The banned chemical weapon VX nerve agent was used to kill Kim Jong
Nam, the North Korean ruler's outcast half brother who was attacked by
two women who rubbed the substance on his face at the airport in
Malaysia's capital last week, police said Friday.
Authorities were checking the Kuala Lumpur airport
for traces of the toxin, 11 days after the attack. But news that a
powerful nerve agent was used to kill someone in a crowded airport
raised serious questions about public safety.
Police said one of the alleged attackers had been
vomiting after the Feb. 13 attack, but there were no reports that anyone
else had been sickened.
VX nerve agent, deadly even in minute amounts, was
detected on Kim's eyes and face, Malaysia's inspector general of police
said in a written statement, citing a preliminary analysis from the
country's Chemistry Department.
"Our preliminary finding of the chemical that caused
the death of Kim Chol was VX nerve," said Inspector-General of Police
Khalid Abu Bakar. Kim Chol is the name on the passport found on the
victim, but a Malaysian official previously confirmed he is North Korea
leader Kim Jong Un's older half brother.
Malaysian police had previously said no one besides
Kim Jong Nam had been sickened. But Khalid told reporters that one of
the two women accused of wiping the toxin on Kim's face became sick
later and suffered from vomiting. He declined to say which woman had
been sick, the Indonesian woman or the Vietnamese woman in custody.
Khalid said police were still investigating how the lethal agent entered Malaysia.
Police previously said the airport had not been
decontaminated but that passengers should be confident it was safe.
Asked Friday in a text message whether it had still not been
decontaminated, Khalid said, "We are doing it now."
Details were not immediately clear.
VX nerve agent has the consistency of motor oil and
can take days or even weeks to evaporate. It could have contaminated
anywhere Kim was afterward, including medical facilities and the
ambulance he was transported in, experts say.
The death of Kim Jong Nam, whose daylight
assassination in a crowded airport terminal seems straight out of a spy
novel, has unleashed a diplomatic crisis, especially as speculation
grows that Pyongyang dispatched a hit squad to Malaysia to kill the
exiled older sibling of North Korean leader Kim Jong Un.
North Korea has denounced Malaysia's investigation as full of "holes and contradictions" and manipulated by Pyongyang's enemies.
According to Malaysian investigators, the two female
suspects coated their hands with the liquid toxin and wiped it on Kim's
face on Feb. 13 as he waited for a flight home to Macau, where he lived
with his family.
He sought help from airport staff but he fell into
convulsions and died on the way to the hospital within two hours of the
attack, police said.
Malaysian police say the women washed their hands immediately as they'd been trained to do while handling the substance.
Dr. Bruce Goldberger, a leading toxicologist who
heads the forensic medicine division at the University of Florida, said
even a tiny amount of VX nerve agent — equal to a few grains of salt —
is capable of killing. It can be administered through the skin, and
there is an antidote that can be administered by injection. U.S. medics
and military personnel carried kits with them on the battlefield during
the Iraq war in case they were exposed to the chemical weapon.
━━━━━━━━━━━━━━━━
• [What the task requires]
Continue the news report on the VX nerve agent attack on Kim Jong Nam, starting right after its last sentence.

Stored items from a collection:
━━━━━━━━━━━━━━━━
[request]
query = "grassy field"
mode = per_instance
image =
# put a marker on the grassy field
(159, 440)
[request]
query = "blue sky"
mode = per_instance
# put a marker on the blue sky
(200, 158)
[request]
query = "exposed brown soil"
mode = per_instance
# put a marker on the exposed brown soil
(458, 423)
━━━━━━━━━━━━━━━━
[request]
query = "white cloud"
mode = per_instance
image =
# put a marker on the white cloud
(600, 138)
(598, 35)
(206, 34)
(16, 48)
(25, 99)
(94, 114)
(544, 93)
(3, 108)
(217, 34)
━━━━━━━━━━━━━━━━
• [Exercise answer]
"It's a very toxic nerve agent. Very, very toxic," he
said. "I'm intrigued that these two alleged assassins suffered no ill
effect from exposure to VX. It is possible that both of these women were
given the antidote."
He said symptoms from VX would generally occur within
seconds or minutes and could last for hours starting with confusion,
possible drowsiness, headache, nausea, vomiting, runny nose and watery
eyes. Prior to death, a victim would likely have convulsions, seizures,
loss of consciousness and paralysis.
VX is banned under the Chemical Weapons Convention,
which North Korea never signed. The country is believed by outside
experts to have the capacity to produce up to 4,500 metric tons of
chemical weapons during a typical year, which it could increase to
12,000 tons per year during a period of crisis. Its current inventory
has been estimated at 2,500 to 5,000 tons.
It is suspected of being particularly focused on
mustard, phosgene, sarin and V-type chemical agents — substances
including VX that are designed to poison through contact and remain
lethal for long periods of time. The North's development of such agents
has been of special concern because of fears it might try to put them in
artillery shells for an attack on South Korea's capital, potentially
threatening the lives of millions.
Joseph Bermudez, a well-known North Korea analyst,
wrote an article for the respected 38 North website in 2013 that said
the North is capable of not only employing "significant quantities and
varieties of chemical weapons" across the Korean Peninsula but also
using those weapons worldwide "using unconventional methods of
delivery."
He also said there is a "growing body of evidence"
indicating the North has shared chemical weapons capabilities with
Syria, Iran and others.
In addition to the suspected attackers, Malaysia has
arrested a North Korean man said to be an information technology worker
at a Malaysian herbal supplements company and is seeking at least seven
people, including the second secretary of North Korea's embassy in Kuala
Lumpur.
While Malaysia isn't one of Pyongyang's key
diplomatic partners, it is one of the few places in the world where
North Koreans can travel without a visa. As a result, for years, it's
been a quiet destination for Northerners looking for jobs, schools and
business deals.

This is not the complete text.